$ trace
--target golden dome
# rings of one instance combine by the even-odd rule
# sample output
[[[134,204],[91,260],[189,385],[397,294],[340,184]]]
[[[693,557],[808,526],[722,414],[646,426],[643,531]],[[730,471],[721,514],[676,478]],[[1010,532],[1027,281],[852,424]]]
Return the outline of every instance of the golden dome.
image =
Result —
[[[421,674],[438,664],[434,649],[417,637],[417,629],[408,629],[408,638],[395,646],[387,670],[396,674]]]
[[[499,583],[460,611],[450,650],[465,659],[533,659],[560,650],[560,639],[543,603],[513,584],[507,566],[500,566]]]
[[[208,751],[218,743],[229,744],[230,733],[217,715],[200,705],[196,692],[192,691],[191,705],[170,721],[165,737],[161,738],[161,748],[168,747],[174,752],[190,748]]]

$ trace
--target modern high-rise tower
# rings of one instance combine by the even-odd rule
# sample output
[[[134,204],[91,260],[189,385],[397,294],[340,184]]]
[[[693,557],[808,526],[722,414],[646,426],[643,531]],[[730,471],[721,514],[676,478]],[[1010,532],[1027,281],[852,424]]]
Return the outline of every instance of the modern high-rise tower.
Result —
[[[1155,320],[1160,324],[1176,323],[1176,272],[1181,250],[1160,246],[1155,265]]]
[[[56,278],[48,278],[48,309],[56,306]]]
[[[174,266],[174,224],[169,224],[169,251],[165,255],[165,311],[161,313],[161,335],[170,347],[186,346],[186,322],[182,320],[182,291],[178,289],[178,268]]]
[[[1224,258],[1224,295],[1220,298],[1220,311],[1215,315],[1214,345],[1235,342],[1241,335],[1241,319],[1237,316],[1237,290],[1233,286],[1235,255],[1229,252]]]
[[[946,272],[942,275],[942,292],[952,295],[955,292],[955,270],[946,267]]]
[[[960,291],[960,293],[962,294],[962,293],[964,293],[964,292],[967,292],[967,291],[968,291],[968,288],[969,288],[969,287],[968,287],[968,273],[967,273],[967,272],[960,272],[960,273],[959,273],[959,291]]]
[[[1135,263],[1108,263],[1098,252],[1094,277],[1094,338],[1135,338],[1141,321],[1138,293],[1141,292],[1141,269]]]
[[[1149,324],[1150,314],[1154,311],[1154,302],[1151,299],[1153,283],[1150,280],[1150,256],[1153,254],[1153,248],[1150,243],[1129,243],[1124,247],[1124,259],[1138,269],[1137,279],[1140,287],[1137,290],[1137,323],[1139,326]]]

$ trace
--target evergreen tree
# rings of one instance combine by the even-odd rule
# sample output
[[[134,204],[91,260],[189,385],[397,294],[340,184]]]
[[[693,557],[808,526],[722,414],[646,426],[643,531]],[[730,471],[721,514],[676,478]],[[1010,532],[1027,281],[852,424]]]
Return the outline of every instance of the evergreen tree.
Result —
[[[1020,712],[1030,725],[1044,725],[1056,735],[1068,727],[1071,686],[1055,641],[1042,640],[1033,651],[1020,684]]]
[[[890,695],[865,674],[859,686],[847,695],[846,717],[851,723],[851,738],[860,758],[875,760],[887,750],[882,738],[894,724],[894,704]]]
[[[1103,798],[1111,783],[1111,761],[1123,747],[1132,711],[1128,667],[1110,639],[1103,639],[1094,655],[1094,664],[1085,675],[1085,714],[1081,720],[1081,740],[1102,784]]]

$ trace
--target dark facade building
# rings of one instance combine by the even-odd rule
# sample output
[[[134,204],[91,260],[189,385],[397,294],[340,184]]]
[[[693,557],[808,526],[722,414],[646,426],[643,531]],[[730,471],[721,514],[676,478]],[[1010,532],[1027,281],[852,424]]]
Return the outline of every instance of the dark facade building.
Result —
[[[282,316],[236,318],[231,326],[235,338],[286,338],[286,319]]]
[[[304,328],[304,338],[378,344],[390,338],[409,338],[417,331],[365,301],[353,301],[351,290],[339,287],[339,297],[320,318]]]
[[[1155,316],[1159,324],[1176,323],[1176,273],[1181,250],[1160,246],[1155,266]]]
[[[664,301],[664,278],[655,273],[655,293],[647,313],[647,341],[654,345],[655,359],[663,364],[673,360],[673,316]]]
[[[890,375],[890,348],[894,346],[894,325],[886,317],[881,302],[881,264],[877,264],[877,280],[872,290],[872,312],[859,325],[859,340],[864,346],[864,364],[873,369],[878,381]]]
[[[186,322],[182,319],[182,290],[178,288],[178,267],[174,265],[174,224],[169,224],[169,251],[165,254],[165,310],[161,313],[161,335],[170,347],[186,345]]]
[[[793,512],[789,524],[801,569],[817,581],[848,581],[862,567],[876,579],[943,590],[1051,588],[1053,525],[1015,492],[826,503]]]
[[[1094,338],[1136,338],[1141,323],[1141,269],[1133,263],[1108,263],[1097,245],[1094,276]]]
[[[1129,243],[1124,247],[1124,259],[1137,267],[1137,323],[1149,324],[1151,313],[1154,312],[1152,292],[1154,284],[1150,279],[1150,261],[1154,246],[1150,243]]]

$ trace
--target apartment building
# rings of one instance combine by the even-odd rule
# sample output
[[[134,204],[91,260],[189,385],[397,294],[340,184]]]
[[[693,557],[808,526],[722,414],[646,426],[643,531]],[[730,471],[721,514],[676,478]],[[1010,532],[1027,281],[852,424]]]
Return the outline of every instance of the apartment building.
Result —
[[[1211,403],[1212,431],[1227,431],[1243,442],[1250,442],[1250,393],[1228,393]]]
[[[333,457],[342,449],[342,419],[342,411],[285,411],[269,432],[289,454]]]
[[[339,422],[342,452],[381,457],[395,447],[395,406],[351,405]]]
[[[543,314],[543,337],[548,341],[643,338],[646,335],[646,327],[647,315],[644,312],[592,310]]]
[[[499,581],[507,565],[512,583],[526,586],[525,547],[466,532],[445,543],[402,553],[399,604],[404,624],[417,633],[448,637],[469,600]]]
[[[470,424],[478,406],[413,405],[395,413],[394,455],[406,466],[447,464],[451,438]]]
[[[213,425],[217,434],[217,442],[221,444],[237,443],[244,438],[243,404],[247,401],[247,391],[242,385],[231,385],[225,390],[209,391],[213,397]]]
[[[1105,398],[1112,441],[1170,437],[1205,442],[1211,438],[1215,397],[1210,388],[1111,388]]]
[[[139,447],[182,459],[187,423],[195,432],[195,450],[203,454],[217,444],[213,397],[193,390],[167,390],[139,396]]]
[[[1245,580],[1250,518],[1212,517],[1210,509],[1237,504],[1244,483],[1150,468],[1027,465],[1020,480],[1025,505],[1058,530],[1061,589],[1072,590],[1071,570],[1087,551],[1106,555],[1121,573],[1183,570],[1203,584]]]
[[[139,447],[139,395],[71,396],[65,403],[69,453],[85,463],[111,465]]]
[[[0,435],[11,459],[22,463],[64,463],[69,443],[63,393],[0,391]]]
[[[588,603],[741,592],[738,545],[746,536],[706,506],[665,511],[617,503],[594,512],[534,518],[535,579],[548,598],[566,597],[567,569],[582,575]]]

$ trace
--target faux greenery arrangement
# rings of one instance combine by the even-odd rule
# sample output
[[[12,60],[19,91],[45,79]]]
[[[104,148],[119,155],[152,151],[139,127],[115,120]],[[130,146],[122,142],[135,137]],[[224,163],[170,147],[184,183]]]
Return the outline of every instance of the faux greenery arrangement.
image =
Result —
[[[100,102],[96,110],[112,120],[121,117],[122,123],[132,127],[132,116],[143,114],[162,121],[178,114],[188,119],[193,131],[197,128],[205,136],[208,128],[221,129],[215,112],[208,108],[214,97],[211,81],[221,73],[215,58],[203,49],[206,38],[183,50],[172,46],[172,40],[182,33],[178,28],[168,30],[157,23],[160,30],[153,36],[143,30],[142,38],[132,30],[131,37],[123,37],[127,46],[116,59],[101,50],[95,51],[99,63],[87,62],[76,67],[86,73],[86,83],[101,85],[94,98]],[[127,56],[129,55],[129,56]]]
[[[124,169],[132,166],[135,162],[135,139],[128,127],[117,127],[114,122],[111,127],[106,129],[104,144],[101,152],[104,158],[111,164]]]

══════════════════════════════

## EXERCISE DETAILS
Set down, exactly as they stand above, the lines starting with the line with "Return the outline of every instance of the golden" and going on through the line with "Return the outline of every instance of the modern", and no others.

## ANSWER SECTION
Return the outline of every instance of the golden dome.
image =
Result —
[[[421,674],[438,664],[434,649],[417,637],[417,629],[408,629],[408,638],[395,646],[387,670],[396,674]]]
[[[499,583],[460,611],[450,650],[465,659],[533,659],[560,650],[560,639],[543,603],[513,584],[507,566],[500,566]]]
[[[208,751],[218,743],[229,744],[230,733],[217,715],[200,705],[196,692],[192,691],[191,705],[170,721],[165,737],[161,738],[161,748],[168,747],[174,752],[190,748]]]

$ trace
--target modern high-rise tower
# rings of one instance combine by the even-odd rule
# sample output
[[[134,204],[91,260],[189,385],[397,294],[340,184]]]
[[[693,557],[808,526],[722,414],[646,426],[643,531]],[[730,471],[721,514],[676,478]],[[1010,532],[1027,281],[852,424]]]
Return the outline of every instance of the modern high-rise tower.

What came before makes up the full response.